Reproduce the records starting at the line that contains "Where can you find the person crouching" and ending at the final line of the records, with the requests included. Shift every coordinate in the answers by adding 106 to each number.

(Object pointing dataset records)
^^^^

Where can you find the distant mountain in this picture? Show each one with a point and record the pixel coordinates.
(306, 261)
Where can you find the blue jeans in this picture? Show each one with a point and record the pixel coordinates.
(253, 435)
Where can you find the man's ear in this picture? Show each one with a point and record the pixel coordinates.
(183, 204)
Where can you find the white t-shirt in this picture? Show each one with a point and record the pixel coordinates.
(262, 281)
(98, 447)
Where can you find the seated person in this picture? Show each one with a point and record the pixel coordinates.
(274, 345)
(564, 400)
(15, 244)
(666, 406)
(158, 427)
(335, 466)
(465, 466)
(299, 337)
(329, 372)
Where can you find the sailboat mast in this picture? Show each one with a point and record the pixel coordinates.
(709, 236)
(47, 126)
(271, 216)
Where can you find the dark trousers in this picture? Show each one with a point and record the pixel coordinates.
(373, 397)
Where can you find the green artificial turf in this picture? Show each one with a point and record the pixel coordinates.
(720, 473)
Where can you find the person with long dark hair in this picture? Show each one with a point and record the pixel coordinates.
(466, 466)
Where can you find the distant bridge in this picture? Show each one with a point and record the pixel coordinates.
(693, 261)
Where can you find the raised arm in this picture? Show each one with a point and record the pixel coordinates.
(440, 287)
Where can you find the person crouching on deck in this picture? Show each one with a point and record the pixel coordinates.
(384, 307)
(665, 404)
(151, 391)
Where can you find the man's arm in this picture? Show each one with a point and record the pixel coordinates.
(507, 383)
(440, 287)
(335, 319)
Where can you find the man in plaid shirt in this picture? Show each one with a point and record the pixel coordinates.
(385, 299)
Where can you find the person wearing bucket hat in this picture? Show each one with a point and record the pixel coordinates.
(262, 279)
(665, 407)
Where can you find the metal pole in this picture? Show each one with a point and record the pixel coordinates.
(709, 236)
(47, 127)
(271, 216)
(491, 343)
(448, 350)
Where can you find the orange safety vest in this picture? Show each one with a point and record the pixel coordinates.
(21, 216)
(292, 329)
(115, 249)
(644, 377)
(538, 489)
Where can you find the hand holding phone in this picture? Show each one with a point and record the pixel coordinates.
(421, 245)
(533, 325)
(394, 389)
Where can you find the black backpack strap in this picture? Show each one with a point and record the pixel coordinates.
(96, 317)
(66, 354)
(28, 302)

^^^^

→ Task response:
Where can you find the person crouching on deck in this picture? Show each one with a point and record the pixel coordinates.
(490, 413)
(771, 510)
(257, 497)
Where can you find the man's arm in this picture? Show each one with a point and record the pixel coordinates.
(613, 489)
(546, 393)
(441, 425)
Where can you find the man in plaid shirt in this picture? Show each one with a point and record the pixel coordinates.
(491, 405)
Where can you find the person wearing bucket hat in this picture? Show each one with a point and record the pixel coordinates.
(368, 385)
(771, 513)
Where can you find the metal pole in this picture? Show each one with a point and record the pixel coordinates.
(815, 342)
(153, 233)
(377, 322)
(597, 449)
(554, 456)
Where can you find the orange safety vest in this picture? Show each one with a point and record the pixel coordinates.
(127, 322)
(398, 435)
(221, 355)
(750, 483)
(644, 595)
Where can you find the hand holding phone in this picture? Show each one with a point and record the pixel coordinates.
(527, 351)
(639, 431)
(500, 495)
Where can you find the black backpack strap in this picture? Show each one with a point and record the pixel coordinates.
(202, 423)
(172, 460)
(134, 408)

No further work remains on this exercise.